# ASSIGNMENT:
For the material below, return exactly the lines starting at the one holding "Task: locate the electric" and ending at the one holding "Example: <point>578,189</point>", counting both as part of the range.

# SUPPLIED INFORMATION:

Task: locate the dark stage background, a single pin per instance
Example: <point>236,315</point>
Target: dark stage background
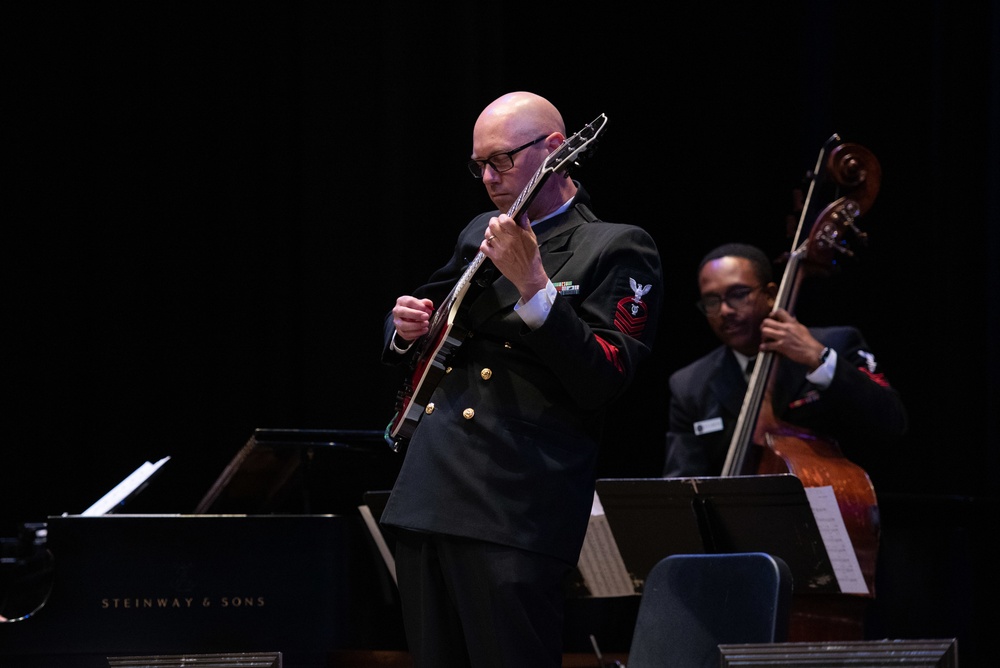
<point>215,205</point>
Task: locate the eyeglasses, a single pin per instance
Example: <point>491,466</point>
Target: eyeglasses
<point>500,162</point>
<point>735,298</point>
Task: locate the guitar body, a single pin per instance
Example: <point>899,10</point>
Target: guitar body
<point>429,363</point>
<point>429,367</point>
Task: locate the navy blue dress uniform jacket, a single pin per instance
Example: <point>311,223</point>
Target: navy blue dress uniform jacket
<point>508,453</point>
<point>858,410</point>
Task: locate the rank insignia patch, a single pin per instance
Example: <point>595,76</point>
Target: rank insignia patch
<point>631,314</point>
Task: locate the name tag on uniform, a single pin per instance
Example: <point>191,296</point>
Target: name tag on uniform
<point>707,426</point>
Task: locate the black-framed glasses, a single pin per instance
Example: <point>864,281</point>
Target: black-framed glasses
<point>500,162</point>
<point>735,297</point>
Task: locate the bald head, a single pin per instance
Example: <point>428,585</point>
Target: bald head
<point>516,117</point>
<point>518,122</point>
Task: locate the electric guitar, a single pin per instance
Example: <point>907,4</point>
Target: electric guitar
<point>429,363</point>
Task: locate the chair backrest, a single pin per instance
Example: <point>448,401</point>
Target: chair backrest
<point>693,602</point>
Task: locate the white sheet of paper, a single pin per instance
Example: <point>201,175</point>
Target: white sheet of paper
<point>124,488</point>
<point>838,543</point>
<point>600,562</point>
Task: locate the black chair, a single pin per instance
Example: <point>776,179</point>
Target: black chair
<point>693,602</point>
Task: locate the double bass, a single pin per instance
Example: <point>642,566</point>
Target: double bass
<point>762,444</point>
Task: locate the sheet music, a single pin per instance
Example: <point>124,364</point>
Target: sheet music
<point>121,491</point>
<point>600,562</point>
<point>838,543</point>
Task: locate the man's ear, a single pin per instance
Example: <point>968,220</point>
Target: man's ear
<point>772,292</point>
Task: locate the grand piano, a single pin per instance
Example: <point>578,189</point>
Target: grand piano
<point>274,559</point>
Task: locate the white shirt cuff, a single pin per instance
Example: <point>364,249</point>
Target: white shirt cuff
<point>823,376</point>
<point>536,310</point>
<point>397,349</point>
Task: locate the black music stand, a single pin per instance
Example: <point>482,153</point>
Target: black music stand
<point>653,518</point>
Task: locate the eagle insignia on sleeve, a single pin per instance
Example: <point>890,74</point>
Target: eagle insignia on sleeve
<point>631,313</point>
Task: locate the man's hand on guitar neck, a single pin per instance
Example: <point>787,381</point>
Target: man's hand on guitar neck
<point>411,318</point>
<point>513,248</point>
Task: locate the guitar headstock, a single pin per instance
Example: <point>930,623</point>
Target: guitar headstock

# EXERCISE RESULT:
Task: locate the electric guitar, a single pin per instance
Example: <point>907,4</point>
Target: electric guitar
<point>429,363</point>
Task: locate the chair backrest, a single pin per instance
Example: <point>448,401</point>
Target: chair backrest
<point>693,602</point>
Task: locate the white sheet of paper, a single pin per instance
Example: <point>201,175</point>
Target: white sheet of paper
<point>124,488</point>
<point>838,543</point>
<point>600,562</point>
Task: locate the black chair, a single pin per instance
Example: <point>776,179</point>
Target: black chair
<point>693,602</point>
Task: locate the double bass, a single pin per instance
Example: <point>642,566</point>
Target: double bass
<point>762,444</point>
Task: locate the sheet music, a single pin per instance
Example: <point>124,364</point>
Target: sheet music
<point>121,491</point>
<point>600,562</point>
<point>838,543</point>
Task: locate the man's ear, a single pin per instance
Example: <point>968,220</point>
Target: man's ear
<point>772,292</point>
Task: locate the grand piano, a single pin per instance
Example: <point>578,189</point>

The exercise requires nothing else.